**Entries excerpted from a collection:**
========================================

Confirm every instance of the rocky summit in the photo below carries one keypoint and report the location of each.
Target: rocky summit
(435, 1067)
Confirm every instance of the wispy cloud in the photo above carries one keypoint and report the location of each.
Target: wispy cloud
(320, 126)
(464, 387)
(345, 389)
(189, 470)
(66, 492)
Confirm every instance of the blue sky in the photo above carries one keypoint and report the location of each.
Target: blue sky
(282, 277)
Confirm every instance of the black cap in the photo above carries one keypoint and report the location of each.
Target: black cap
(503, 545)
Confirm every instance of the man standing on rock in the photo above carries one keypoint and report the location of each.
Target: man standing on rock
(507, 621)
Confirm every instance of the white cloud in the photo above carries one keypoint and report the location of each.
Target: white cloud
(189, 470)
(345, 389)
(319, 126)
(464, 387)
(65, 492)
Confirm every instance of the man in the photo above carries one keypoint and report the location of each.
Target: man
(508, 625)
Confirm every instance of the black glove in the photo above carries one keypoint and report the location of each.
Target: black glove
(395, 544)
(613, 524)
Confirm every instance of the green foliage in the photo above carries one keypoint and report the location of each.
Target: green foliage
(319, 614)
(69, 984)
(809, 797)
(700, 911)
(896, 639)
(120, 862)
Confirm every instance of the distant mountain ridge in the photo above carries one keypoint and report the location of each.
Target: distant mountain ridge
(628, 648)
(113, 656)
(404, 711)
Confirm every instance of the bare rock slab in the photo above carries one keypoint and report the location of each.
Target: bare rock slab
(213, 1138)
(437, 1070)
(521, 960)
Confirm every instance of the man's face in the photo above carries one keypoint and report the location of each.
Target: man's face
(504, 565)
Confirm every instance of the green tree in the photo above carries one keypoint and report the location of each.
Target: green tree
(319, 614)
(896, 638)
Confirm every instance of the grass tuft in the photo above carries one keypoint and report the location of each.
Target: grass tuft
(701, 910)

========================================

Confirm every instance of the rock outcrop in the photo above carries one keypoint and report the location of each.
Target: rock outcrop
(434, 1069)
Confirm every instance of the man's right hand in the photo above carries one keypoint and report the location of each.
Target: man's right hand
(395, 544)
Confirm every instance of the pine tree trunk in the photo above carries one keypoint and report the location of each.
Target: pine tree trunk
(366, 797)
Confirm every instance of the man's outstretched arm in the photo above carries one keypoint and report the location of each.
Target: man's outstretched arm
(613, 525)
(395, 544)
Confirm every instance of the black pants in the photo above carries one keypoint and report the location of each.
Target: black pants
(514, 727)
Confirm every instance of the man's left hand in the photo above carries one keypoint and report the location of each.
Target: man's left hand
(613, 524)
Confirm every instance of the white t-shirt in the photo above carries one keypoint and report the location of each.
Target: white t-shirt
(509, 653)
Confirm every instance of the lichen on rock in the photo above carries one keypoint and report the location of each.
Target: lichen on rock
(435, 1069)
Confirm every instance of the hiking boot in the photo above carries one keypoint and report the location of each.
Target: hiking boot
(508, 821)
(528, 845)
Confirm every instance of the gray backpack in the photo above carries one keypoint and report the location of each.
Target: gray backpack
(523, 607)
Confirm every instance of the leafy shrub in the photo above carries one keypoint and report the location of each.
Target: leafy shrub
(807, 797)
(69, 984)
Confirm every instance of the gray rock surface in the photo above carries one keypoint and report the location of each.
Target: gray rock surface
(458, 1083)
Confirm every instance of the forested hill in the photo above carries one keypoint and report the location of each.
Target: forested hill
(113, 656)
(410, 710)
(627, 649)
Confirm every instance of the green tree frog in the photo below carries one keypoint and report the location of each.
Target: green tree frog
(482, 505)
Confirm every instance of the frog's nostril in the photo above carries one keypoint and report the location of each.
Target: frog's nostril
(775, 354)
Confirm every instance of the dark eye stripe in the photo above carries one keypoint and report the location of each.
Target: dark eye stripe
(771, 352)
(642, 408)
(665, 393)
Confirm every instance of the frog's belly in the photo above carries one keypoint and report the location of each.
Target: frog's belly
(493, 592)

========================================

Render the entries from the line containing "Confirm every instance of the lichen" up to and including the line containing "(435, 1069)" as a two-column CSV with the headers text and answer. Give one row per entry, put each field in double quotes, and replace line breaks with spaces.

text,answer
"Confirm every instance of the lichen on rock in the photo above carries one keypoint and report the location of each. Target: lichen on rock","(435, 1069)"